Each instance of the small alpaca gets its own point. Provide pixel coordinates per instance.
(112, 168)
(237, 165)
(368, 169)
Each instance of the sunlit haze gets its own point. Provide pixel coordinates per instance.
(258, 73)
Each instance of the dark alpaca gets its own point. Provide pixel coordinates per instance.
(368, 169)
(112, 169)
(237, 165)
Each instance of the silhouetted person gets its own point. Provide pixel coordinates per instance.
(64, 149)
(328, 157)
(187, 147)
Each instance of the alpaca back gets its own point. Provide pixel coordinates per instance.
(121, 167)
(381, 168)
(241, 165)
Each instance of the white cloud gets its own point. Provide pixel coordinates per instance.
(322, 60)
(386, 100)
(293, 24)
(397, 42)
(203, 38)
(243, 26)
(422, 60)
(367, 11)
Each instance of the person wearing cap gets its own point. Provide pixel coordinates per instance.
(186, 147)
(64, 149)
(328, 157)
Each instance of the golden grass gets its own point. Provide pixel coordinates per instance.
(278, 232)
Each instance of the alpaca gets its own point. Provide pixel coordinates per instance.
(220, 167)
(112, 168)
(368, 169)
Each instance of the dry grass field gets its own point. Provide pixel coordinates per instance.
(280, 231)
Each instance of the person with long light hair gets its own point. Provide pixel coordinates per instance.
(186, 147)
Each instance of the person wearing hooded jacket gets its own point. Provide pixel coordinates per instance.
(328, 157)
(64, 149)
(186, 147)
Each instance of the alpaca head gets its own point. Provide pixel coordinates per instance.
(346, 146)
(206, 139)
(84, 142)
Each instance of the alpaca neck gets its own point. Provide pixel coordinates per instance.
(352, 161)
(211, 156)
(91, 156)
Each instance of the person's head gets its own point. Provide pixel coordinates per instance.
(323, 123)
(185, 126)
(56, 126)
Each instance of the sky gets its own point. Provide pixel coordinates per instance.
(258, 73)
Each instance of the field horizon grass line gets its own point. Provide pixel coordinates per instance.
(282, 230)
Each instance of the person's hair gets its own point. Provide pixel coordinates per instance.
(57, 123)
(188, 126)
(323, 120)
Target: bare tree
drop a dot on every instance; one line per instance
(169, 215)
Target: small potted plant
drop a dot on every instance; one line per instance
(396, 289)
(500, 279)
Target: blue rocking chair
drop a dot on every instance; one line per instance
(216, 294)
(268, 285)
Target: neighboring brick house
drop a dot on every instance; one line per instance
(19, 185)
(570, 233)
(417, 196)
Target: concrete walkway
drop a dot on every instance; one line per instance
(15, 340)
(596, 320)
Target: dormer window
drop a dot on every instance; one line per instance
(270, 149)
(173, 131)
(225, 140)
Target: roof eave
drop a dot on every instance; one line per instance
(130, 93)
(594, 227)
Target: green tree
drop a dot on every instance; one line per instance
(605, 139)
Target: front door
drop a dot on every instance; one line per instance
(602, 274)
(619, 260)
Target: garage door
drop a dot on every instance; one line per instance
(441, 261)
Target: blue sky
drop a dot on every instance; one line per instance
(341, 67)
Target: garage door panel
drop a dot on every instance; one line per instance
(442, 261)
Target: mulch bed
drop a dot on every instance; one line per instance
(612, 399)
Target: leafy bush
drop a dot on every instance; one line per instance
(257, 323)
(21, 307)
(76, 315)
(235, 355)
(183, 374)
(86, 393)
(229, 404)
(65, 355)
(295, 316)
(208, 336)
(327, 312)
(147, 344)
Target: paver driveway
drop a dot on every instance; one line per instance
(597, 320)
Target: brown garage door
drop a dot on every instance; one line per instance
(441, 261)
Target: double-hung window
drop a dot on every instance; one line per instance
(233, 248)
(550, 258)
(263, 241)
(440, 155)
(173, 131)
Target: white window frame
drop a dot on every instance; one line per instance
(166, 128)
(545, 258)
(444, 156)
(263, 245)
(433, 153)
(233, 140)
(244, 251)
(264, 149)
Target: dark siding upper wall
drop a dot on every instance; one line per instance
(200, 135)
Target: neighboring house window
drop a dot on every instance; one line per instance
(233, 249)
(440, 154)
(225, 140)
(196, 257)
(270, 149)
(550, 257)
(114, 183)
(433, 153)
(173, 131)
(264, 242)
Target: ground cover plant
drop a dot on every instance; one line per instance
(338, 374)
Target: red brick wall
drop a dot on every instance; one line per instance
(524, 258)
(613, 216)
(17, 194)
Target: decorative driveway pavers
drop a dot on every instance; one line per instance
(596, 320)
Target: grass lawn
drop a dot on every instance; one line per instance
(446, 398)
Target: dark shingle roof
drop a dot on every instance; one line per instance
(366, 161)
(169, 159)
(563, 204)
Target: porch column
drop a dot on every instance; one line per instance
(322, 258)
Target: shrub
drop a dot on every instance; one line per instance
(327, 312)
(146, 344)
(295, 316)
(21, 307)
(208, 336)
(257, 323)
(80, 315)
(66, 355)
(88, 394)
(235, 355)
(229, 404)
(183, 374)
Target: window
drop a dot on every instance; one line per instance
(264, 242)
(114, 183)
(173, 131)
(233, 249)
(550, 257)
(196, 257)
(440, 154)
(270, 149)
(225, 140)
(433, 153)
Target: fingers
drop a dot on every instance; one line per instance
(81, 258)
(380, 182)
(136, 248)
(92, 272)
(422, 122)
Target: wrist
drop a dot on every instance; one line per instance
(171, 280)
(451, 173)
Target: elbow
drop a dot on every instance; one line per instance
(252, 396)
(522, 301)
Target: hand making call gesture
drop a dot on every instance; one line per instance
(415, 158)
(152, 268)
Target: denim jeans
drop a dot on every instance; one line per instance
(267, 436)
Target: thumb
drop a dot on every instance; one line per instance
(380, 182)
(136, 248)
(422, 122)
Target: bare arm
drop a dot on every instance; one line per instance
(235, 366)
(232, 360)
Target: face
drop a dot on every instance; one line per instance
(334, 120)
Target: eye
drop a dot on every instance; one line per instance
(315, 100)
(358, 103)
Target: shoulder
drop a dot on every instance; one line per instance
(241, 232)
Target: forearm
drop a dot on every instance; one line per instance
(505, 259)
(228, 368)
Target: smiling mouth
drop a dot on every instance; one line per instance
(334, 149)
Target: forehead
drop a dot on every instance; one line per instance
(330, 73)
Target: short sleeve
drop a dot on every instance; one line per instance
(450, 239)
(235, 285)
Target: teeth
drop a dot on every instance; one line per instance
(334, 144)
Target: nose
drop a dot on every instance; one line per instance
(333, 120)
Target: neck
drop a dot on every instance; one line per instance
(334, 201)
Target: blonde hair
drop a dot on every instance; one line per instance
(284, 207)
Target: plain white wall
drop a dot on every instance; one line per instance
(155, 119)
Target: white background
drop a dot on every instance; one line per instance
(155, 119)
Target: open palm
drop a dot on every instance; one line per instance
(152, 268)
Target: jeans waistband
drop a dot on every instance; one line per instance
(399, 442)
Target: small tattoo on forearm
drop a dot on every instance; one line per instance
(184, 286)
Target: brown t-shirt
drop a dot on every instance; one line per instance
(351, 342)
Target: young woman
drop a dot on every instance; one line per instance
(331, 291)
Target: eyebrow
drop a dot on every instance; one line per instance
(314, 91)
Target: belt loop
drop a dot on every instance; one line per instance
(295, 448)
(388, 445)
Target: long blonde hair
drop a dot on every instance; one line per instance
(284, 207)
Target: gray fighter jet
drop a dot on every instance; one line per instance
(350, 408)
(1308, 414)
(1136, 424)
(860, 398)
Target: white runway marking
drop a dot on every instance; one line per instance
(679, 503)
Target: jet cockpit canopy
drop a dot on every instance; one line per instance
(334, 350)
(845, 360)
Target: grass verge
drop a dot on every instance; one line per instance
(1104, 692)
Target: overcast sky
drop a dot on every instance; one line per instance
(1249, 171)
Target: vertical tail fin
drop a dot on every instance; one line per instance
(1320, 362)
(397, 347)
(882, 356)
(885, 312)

# # # # # # #

**Task details:** From the records above, transcribe exactly the run of lines that opens with the line holding "Each instance of the person wearing hooded" and closes with the line holding "Target: brown garage door", both included.

**Response:**
Each instance of the person wearing hooded jacket gets its own point. Provide pixel coordinates per instance.
(328, 157)
(64, 149)
(186, 147)
Each instance of the alpaca head gets its own point. Provide pixel coordinates per instance.
(346, 146)
(206, 139)
(84, 142)
Each instance of the alpaca neck gets its own point. Provide pixel coordinates per instance.
(352, 161)
(211, 156)
(91, 156)
Each instance of the person's head gets its own point. Provide pixel coordinates per instance.
(323, 123)
(185, 126)
(56, 126)
Each instance of the sky gets its own point. Provide pixel coordinates per instance.
(258, 73)
Each instance of the field horizon grass line gets its own point. Provide pixel coordinates per instance.
(282, 230)
Each instance of the person's hair gets its own point. Provide pixel coordinates per instance.
(57, 123)
(188, 126)
(323, 120)
Target: bare tree
drop a dot on every instance; one line per instance
(169, 215)
Target: small potted plant
drop a dot on every instance; one line per instance
(396, 289)
(500, 279)
Target: blue rocking chair
drop a dot on every instance; one line per instance
(216, 294)
(268, 285)
Target: neighboring brick house
drop a dot on every instance; one line per instance
(19, 185)
(570, 233)
(417, 196)
Target: concrete walkway
drop a dot on every instance; one line per instance
(15, 340)
(596, 320)
Target: dormer window
drop a dot on every instance; one line per instance
(270, 149)
(173, 131)
(225, 140)
Target: roof eave
drop a dot on every instance; one line per instance
(130, 93)
(594, 227)
Target: green tree
drop a dot on every instance; one line per instance
(605, 139)
Target: front door
drop a dot on every instance; one line per instance
(602, 274)
(619, 260)
Target: garage door
drop a dot on every instance; one line per instance
(441, 261)
Target: blue sky
drop a dot on every instance; one line per instance
(341, 67)
Target: garage door panel
drop a dot on every instance; one line per instance
(442, 261)
Target: mulch bed
drop a dot on every instance; one line per instance
(612, 399)
Target: leafy bush
drop a dot on every instance; one line per instance
(257, 323)
(21, 307)
(76, 315)
(235, 355)
(183, 374)
(86, 393)
(229, 404)
(65, 355)
(295, 316)
(208, 336)
(327, 312)
(147, 344)
Target: paver driveway
drop a dot on every instance; one line per instance
(597, 320)
Target: brown garage door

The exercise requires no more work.